### TEXTO
Una autora, Christine Miserandino, que padece una enfermedad autoinmune crónica, lo ha ilustrado. Lo llamó "La teoría de la cuchara".
Explica que, al levantarnos, tenemos un número diferente de cucharas según el día. Las acciones que realizamos cada día cuestan una o más cucharas. Estas acciones pueden ser tareas domésticas o actividades de ocio.
Anticiparse a cada acción de la vida cotidiana
Para sumergirte en mi día a día, que puede ser similar al tuyo o al de alguien cercano, te contaré parte de mi mañana.
En cuanto me despierto, lo primero con lo que tengo que lidiar es con el peso del cansancio ligado a las noches de inquietud provocadas por los picores y las reacciones inflamatorias. Imaginemos que empezamos con 20 cucharas, ¡ni una más! Cada tratamiento requiere una atención especial.
En función del estado de la piel, se adaptarán los productos a utilizar y el tiempo de la ducha. Esta última puede ser más o menos dolorosa en función de las heridas.
Así que puedes imaginarte que el lavado, el aclarado, la elección de los productos de cuidado y la aplicación de estos últimos requieren tres cucharadas. Por no hablar del tiempo que tienes que esperar antes de poder ponerte la ropa: ¡los productos para el cuidado de la piel se pegan! Y otra cucharada más para vestirme.
Para desayunar, evito tomar lo primero que cae en mis manos para promover una dieta sana y antiinflamatoria, así que preparo tentempiés para el día, que me cuestan otras 2 cucharadas. De hecho, los comedores de los restaurantes o panaderías de por aquí rara vez se adaptan a dietas sanas y equilibradas adaptadas a mis necesidades.
Antes de salir, preparo un verdadero botiquín para llevar conmigo: pomadas y medicamentos. Hay que anticiparse a todas las situaciones. Otra cuchara.
Aún no he ido a trabajar y ya he consumido ocho cucharadas. Sólo me quedan 12 para el resto del día.
Después del trabajo, probablemente tendré que organizarme y elegir lo que quiero hacer, ya sea ir de compras, cocinar, ir a la farmacia o ver a un amigo.
Así que ya ves que es esencial pensar en lo que te cuesta cada acción y planificar tu día o tu semana para estar a la altura.

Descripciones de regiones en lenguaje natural

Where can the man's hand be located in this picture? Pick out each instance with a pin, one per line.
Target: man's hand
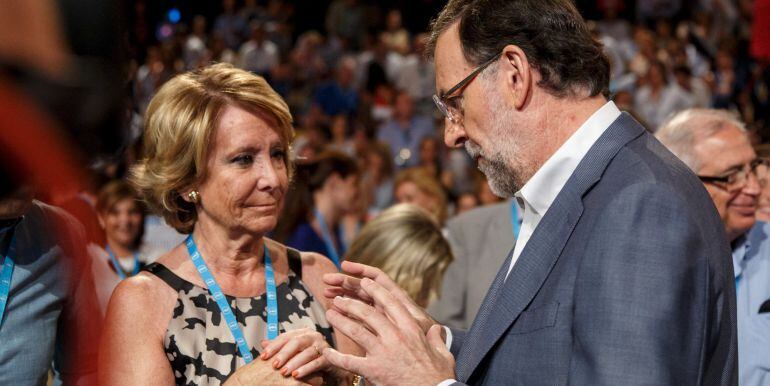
(350, 287)
(260, 372)
(398, 352)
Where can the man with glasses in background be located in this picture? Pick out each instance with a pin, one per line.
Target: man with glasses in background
(716, 146)
(621, 273)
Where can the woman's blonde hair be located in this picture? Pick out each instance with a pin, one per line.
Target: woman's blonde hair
(406, 243)
(178, 130)
(427, 183)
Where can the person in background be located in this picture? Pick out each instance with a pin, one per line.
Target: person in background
(121, 215)
(258, 54)
(716, 146)
(481, 239)
(405, 242)
(228, 306)
(377, 178)
(465, 202)
(324, 190)
(405, 131)
(763, 204)
(419, 187)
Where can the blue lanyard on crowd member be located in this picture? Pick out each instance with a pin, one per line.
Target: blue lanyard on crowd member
(330, 248)
(5, 277)
(224, 306)
(515, 223)
(118, 268)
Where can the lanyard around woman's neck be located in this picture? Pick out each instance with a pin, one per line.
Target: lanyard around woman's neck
(118, 267)
(224, 305)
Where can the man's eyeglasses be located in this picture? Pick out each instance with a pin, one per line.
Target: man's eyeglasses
(736, 180)
(449, 104)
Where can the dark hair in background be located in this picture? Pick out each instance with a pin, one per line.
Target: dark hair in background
(309, 177)
(551, 33)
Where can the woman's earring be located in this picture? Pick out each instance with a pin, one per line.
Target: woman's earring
(194, 196)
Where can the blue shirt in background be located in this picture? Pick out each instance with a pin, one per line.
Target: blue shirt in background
(751, 262)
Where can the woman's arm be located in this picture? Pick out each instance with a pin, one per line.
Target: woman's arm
(132, 341)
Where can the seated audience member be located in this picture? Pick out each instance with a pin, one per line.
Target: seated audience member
(481, 240)
(48, 299)
(407, 244)
(418, 186)
(228, 306)
(121, 215)
(377, 178)
(716, 146)
(324, 191)
(404, 132)
(763, 173)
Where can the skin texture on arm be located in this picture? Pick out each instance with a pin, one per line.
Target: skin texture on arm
(132, 341)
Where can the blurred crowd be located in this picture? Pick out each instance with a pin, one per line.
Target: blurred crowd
(362, 86)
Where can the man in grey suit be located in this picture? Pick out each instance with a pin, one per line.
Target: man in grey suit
(621, 273)
(480, 241)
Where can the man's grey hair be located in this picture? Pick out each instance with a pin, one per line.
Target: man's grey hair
(682, 132)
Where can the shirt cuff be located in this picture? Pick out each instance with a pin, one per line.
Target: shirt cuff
(448, 343)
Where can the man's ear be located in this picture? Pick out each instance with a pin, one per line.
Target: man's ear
(518, 75)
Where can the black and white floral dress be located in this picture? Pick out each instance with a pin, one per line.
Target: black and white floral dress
(200, 346)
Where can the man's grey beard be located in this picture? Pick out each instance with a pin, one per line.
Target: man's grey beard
(502, 179)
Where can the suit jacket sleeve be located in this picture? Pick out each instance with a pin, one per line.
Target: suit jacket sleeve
(646, 293)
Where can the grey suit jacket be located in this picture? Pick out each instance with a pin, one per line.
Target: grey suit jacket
(626, 280)
(480, 240)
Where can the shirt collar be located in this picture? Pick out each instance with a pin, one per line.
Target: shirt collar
(541, 190)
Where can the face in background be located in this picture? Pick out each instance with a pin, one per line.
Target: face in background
(727, 151)
(763, 204)
(486, 129)
(122, 223)
(344, 192)
(408, 193)
(246, 175)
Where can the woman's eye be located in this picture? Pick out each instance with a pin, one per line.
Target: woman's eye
(278, 154)
(243, 159)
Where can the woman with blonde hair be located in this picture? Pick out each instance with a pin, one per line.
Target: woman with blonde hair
(407, 244)
(228, 306)
(420, 187)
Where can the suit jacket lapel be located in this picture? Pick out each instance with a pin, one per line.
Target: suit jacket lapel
(507, 298)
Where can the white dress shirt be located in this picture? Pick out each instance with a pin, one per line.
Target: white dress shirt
(537, 195)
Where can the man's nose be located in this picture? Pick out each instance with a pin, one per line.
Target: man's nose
(454, 134)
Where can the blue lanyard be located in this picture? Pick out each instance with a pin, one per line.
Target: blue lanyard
(224, 306)
(5, 277)
(118, 267)
(515, 224)
(330, 249)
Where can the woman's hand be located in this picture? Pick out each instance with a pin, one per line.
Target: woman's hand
(296, 353)
(261, 373)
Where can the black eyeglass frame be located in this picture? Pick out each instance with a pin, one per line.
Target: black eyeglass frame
(442, 101)
(724, 181)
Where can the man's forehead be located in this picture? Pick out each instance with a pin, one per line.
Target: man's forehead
(451, 65)
(727, 148)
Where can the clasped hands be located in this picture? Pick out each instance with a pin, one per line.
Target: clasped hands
(403, 344)
(293, 358)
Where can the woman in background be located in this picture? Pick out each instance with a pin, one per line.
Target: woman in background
(407, 244)
(121, 215)
(325, 190)
(418, 186)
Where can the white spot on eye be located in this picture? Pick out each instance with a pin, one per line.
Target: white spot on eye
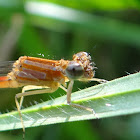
(108, 104)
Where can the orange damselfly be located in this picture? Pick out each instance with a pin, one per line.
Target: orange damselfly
(48, 75)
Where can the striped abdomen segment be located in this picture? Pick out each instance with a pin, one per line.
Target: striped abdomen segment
(36, 70)
(5, 82)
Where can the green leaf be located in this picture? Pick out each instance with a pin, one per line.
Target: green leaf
(96, 4)
(63, 19)
(117, 97)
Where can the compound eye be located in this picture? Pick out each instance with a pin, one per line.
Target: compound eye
(74, 70)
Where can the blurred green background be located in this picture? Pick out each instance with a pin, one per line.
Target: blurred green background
(108, 30)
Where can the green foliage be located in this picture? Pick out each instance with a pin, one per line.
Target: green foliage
(54, 29)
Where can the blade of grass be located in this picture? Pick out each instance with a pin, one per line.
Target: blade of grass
(117, 97)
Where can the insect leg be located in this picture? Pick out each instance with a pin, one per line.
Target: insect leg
(69, 91)
(21, 95)
(98, 80)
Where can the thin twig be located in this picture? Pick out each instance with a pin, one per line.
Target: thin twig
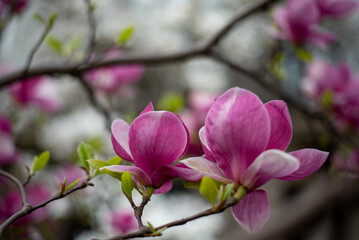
(92, 30)
(197, 51)
(146, 232)
(26, 210)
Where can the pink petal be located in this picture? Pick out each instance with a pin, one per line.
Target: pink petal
(281, 125)
(167, 172)
(206, 168)
(310, 161)
(164, 188)
(149, 108)
(138, 173)
(253, 211)
(204, 143)
(119, 138)
(237, 130)
(157, 139)
(270, 164)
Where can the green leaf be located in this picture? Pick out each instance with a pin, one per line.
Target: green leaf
(127, 184)
(116, 175)
(303, 54)
(38, 18)
(85, 152)
(209, 189)
(54, 44)
(52, 19)
(171, 102)
(97, 164)
(72, 184)
(228, 191)
(40, 161)
(115, 160)
(125, 35)
(190, 184)
(327, 99)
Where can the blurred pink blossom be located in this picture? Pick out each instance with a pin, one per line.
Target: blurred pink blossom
(297, 21)
(8, 153)
(123, 221)
(38, 91)
(112, 78)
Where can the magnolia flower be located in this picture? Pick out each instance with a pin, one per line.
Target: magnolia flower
(152, 143)
(38, 91)
(246, 139)
(8, 153)
(341, 84)
(111, 79)
(336, 8)
(296, 21)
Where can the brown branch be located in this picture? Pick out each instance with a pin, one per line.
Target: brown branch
(92, 30)
(146, 232)
(27, 209)
(197, 51)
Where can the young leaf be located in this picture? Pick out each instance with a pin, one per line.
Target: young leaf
(127, 184)
(72, 184)
(125, 35)
(85, 152)
(97, 164)
(52, 18)
(228, 191)
(208, 189)
(40, 161)
(115, 160)
(54, 44)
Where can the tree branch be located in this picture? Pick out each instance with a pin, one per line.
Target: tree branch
(197, 51)
(26, 210)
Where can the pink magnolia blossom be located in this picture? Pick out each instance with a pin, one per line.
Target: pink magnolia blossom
(336, 8)
(246, 139)
(153, 141)
(11, 203)
(16, 6)
(194, 116)
(297, 23)
(123, 221)
(8, 153)
(113, 78)
(38, 91)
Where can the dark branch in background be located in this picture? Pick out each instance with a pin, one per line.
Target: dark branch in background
(37, 45)
(146, 232)
(92, 30)
(27, 209)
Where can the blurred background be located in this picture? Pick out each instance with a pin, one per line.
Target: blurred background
(55, 112)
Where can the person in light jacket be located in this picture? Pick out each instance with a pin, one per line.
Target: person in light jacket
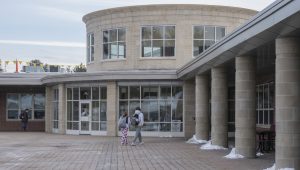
(138, 128)
(124, 130)
(24, 119)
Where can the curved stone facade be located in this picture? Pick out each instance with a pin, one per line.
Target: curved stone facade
(183, 17)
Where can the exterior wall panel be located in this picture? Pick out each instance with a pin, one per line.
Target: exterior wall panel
(15, 125)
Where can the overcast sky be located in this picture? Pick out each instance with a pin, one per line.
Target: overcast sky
(53, 32)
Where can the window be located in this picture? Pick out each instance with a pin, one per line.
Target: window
(90, 48)
(206, 36)
(265, 104)
(162, 106)
(158, 41)
(17, 103)
(114, 44)
(55, 101)
(97, 96)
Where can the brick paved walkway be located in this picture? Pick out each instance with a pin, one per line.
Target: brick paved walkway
(49, 151)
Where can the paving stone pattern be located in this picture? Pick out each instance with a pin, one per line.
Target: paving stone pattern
(50, 151)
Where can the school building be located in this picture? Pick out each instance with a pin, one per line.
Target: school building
(213, 71)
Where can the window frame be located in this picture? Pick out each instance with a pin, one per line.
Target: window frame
(262, 109)
(90, 53)
(118, 44)
(32, 109)
(215, 37)
(151, 41)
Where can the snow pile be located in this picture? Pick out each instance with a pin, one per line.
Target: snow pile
(274, 168)
(234, 155)
(259, 154)
(194, 140)
(209, 146)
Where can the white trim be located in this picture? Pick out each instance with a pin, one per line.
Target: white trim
(99, 133)
(155, 134)
(54, 130)
(150, 83)
(215, 37)
(125, 42)
(163, 39)
(72, 132)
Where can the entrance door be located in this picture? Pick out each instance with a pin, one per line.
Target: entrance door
(85, 117)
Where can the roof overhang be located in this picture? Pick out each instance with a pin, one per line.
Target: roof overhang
(112, 75)
(281, 18)
(21, 78)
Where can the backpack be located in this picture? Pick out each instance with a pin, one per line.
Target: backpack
(135, 120)
(122, 122)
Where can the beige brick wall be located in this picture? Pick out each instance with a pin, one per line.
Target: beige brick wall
(182, 16)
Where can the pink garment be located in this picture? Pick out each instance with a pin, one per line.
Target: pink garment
(124, 136)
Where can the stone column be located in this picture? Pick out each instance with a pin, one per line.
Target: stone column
(112, 109)
(189, 108)
(202, 107)
(62, 109)
(287, 99)
(48, 109)
(219, 107)
(245, 113)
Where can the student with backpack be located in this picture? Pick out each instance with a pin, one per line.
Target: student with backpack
(124, 123)
(139, 119)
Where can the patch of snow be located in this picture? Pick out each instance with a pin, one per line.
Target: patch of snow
(209, 146)
(274, 168)
(234, 155)
(271, 168)
(194, 140)
(259, 154)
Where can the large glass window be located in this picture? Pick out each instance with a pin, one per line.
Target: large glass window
(206, 36)
(114, 43)
(55, 101)
(97, 96)
(158, 41)
(265, 104)
(162, 106)
(17, 103)
(90, 48)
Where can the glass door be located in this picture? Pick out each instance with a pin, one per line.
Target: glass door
(85, 117)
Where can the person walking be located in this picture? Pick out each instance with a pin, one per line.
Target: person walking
(124, 123)
(24, 119)
(139, 116)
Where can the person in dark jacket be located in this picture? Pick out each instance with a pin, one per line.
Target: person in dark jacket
(24, 119)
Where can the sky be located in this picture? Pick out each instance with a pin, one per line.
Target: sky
(53, 32)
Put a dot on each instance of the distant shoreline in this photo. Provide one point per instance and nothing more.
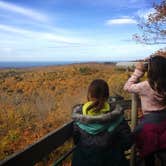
(21, 64)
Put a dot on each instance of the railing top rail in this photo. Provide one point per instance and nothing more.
(41, 148)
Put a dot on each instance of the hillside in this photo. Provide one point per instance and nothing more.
(38, 100)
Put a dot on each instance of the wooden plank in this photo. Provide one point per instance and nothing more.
(41, 148)
(134, 117)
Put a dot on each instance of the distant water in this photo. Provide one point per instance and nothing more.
(32, 64)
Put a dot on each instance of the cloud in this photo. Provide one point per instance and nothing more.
(23, 11)
(121, 21)
(144, 13)
(39, 35)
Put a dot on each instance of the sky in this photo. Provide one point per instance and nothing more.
(72, 30)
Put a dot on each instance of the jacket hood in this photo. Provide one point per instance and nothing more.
(102, 118)
(96, 124)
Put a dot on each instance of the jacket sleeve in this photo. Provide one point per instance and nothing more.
(124, 135)
(132, 84)
(76, 133)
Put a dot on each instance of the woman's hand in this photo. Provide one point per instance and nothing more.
(140, 66)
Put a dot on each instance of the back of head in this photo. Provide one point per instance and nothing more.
(98, 92)
(157, 75)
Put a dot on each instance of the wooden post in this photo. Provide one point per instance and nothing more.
(134, 110)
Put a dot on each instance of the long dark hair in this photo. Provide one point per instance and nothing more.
(98, 92)
(157, 76)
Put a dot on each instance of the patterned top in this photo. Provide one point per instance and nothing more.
(150, 99)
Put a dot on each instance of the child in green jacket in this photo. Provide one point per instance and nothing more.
(100, 131)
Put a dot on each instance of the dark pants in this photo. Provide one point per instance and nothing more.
(150, 159)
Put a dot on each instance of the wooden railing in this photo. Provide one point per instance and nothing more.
(39, 150)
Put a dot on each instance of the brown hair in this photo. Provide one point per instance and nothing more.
(99, 92)
(157, 76)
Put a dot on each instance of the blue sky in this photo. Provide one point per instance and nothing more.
(72, 30)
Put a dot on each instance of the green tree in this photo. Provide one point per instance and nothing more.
(153, 29)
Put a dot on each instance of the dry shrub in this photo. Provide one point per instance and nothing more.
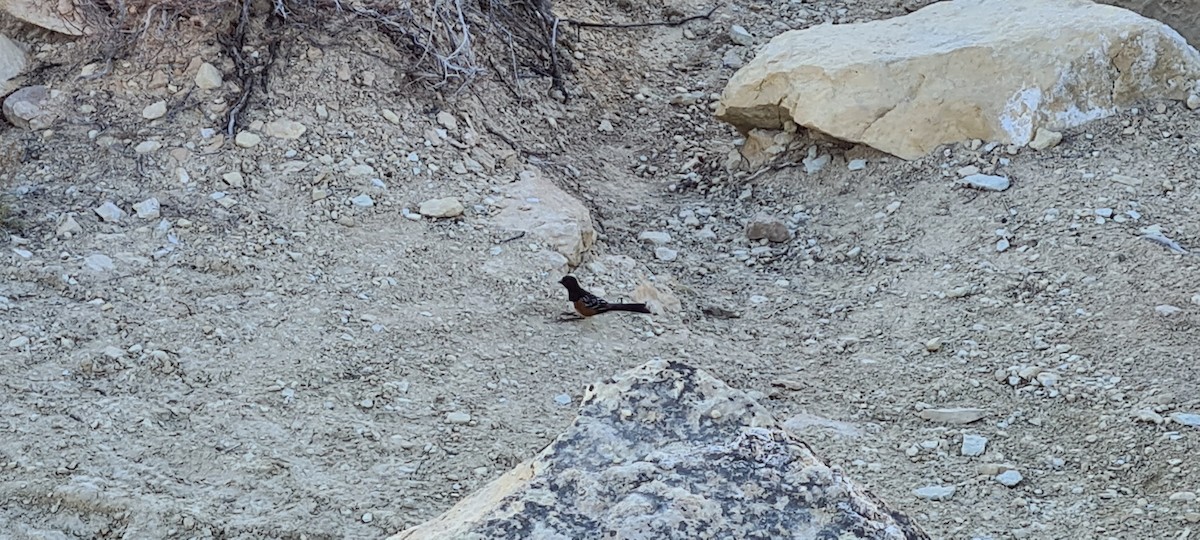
(448, 42)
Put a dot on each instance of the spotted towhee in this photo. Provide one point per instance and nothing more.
(587, 304)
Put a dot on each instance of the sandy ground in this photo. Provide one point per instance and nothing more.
(289, 367)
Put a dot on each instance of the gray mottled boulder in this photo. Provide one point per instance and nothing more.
(667, 451)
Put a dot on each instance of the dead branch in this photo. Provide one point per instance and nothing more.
(657, 23)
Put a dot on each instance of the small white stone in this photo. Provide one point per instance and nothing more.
(148, 209)
(1009, 478)
(448, 120)
(234, 179)
(148, 147)
(973, 444)
(1045, 138)
(288, 130)
(654, 237)
(155, 111)
(459, 418)
(247, 139)
(208, 77)
(109, 213)
(739, 35)
(445, 207)
(935, 492)
(99, 262)
(985, 183)
(1167, 310)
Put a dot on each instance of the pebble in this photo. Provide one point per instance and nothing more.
(448, 120)
(1126, 180)
(148, 209)
(99, 262)
(247, 139)
(973, 445)
(1187, 419)
(1182, 496)
(1167, 310)
(985, 183)
(208, 77)
(155, 111)
(767, 227)
(148, 147)
(1009, 478)
(732, 60)
(69, 228)
(360, 169)
(234, 179)
(1045, 138)
(954, 415)
(739, 35)
(814, 165)
(657, 238)
(447, 207)
(285, 129)
(109, 213)
(935, 492)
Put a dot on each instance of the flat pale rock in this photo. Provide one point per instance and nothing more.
(537, 207)
(961, 70)
(208, 77)
(29, 108)
(285, 129)
(667, 451)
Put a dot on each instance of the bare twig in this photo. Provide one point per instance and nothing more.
(657, 23)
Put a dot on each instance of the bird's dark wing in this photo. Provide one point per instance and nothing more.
(594, 303)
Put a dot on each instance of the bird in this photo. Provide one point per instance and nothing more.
(589, 305)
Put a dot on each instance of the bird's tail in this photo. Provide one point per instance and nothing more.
(634, 307)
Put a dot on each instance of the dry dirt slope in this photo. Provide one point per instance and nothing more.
(285, 367)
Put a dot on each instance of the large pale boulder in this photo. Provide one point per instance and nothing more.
(540, 209)
(991, 70)
(59, 16)
(667, 451)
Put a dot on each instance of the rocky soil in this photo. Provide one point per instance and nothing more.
(204, 337)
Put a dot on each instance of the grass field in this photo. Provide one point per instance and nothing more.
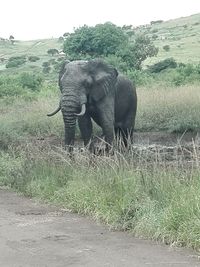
(151, 193)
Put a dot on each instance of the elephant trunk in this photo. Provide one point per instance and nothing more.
(70, 107)
(83, 109)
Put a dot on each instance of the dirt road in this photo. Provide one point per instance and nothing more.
(37, 235)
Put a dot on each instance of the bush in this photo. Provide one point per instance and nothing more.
(10, 86)
(15, 61)
(166, 47)
(162, 65)
(31, 81)
(52, 51)
(33, 58)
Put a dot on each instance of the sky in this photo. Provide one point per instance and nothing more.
(40, 19)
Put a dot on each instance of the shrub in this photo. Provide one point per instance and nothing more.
(162, 65)
(31, 81)
(33, 58)
(45, 64)
(46, 69)
(52, 51)
(15, 61)
(166, 47)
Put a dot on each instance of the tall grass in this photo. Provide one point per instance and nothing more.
(155, 200)
(170, 109)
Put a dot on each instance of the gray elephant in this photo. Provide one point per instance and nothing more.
(94, 90)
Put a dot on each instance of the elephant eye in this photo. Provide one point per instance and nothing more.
(87, 83)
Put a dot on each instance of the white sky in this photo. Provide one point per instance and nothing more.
(34, 19)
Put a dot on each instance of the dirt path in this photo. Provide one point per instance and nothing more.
(37, 235)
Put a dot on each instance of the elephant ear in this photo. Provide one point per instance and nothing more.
(61, 73)
(104, 79)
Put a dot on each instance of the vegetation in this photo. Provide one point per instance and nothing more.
(15, 61)
(141, 190)
(107, 39)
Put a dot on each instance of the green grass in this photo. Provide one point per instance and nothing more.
(148, 200)
(169, 109)
(159, 109)
(182, 35)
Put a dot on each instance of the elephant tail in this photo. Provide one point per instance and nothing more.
(54, 112)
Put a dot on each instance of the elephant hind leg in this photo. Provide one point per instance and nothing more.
(123, 136)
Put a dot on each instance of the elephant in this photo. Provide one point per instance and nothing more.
(93, 90)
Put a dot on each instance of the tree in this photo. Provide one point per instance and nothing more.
(105, 40)
(11, 38)
(52, 51)
(136, 52)
(101, 40)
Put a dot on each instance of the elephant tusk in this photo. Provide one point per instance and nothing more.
(54, 112)
(83, 109)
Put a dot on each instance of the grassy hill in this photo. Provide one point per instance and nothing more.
(181, 35)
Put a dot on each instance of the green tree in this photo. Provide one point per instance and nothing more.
(52, 51)
(105, 40)
(134, 53)
(101, 40)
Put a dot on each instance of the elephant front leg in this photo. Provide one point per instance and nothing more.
(85, 126)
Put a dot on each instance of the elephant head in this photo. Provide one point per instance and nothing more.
(83, 84)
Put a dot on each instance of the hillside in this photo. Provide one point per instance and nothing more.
(181, 35)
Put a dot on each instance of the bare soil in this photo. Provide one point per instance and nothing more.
(34, 235)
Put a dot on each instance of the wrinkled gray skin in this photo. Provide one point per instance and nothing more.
(110, 100)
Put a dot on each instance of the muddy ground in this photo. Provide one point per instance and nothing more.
(37, 235)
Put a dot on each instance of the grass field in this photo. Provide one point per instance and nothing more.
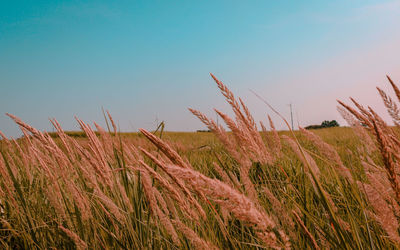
(248, 188)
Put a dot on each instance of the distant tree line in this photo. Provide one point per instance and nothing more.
(324, 124)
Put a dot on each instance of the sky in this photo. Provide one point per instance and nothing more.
(148, 61)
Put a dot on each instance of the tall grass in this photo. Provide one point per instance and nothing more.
(234, 189)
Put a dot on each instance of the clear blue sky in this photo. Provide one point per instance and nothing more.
(149, 60)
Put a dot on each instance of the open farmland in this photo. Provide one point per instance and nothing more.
(242, 189)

### INSTRUCCIONES
1) En el texto sobre la teoría de la cuchara, ¿qué nombre dio Christine Miserandino a su forma de ilustrar la vida con una enfermedad crónica?
2) Resume el texto sobre la teoría de la cuchara en dos oraciones.
3) Prolonga el texto sobre la teoría de la cuchara a partir de su última oración.

### RESPUESTAS
1) La llamó "La teoría de la cuchara".

2) Christine Miserandino, autora con una enfermedad autoinmune crónica, ideó "La teoría de la cuchara", según la cual cada día se dispone de un número distinto de cucharas y cada acción cotidiana cuesta una o más. El texto lo muestra con una mañana en la que la ducha, el cuidado de la piel, vestirse, preparar tentempiés y un botiquín consumen buena parte de las cucharas, por lo que es esencial planificar el día o la semana.

3)
Creo que una de las diferencias entre una persona sana y una enferma es la libertad de vivir sin pensar en cuántas cucharas tenemos, y simplemente actuar espontáneamente.
Vivir con lo desconocido en la vida cotidiana
Cada paso del día tiene su propio proceso de reflexión adicional, que nos permite convertirnos en auténticos ninjas organizativos. Sin embargo, también tiende a saturar nuestro espacio mental, generando más fatiga.
Así que cuando el día trae consigo una sensación de agotamiento o un brote (dermatitis, asma, migraña...), no tengo ningún control sobre ello. Algunos días los dolores aparecen y comprometen mi productividad y mi organización. Otros días, mi cara se tiñe de manchas rojas que dificultan la interacción social.
Planifico mis días, pero nunca estoy segura de poder cumplir mis compromisos, porque necesito seguir moviéndome.
Me siento como dos personas distintas: la que está llena de confianza y fe, y la que carga con el peso de la enfermedad. Cada mañana me sorprende quién se despierta.
Por muchas estrategias que ponga en marcha, por mucho que siga creyendo que mi enfermedad se estabilizará o mejorará, los hechos están ahí. En los últimos años, no siempre he podido controlar cómo me iba el día.
Paso horas averiguando qué podría ayudarme, dudando sobre las mejores soluciones a mi alcance, aterrorizada ante nuevos síntomas.
Suelo tener que añadir citas médicas improvisadas a mi agenda y aceptar que lo que estaba en el orden del día tendrá que posponerse una vez más.
Todas estas cosas forman parte de mi vida cotidiana, y probablemente de la tuya. Cada uno desarrolla sus pequeñas técnicas y aprende a vivir con un horario, la frustración de no poder hacer todo lo que uno quiere o el peso de la soledad.
Así que en estos momentos, recuerda que hay alguien no muy lejos de ti, que también está haciendo todo lo posible para superar el día, y que no estás solo.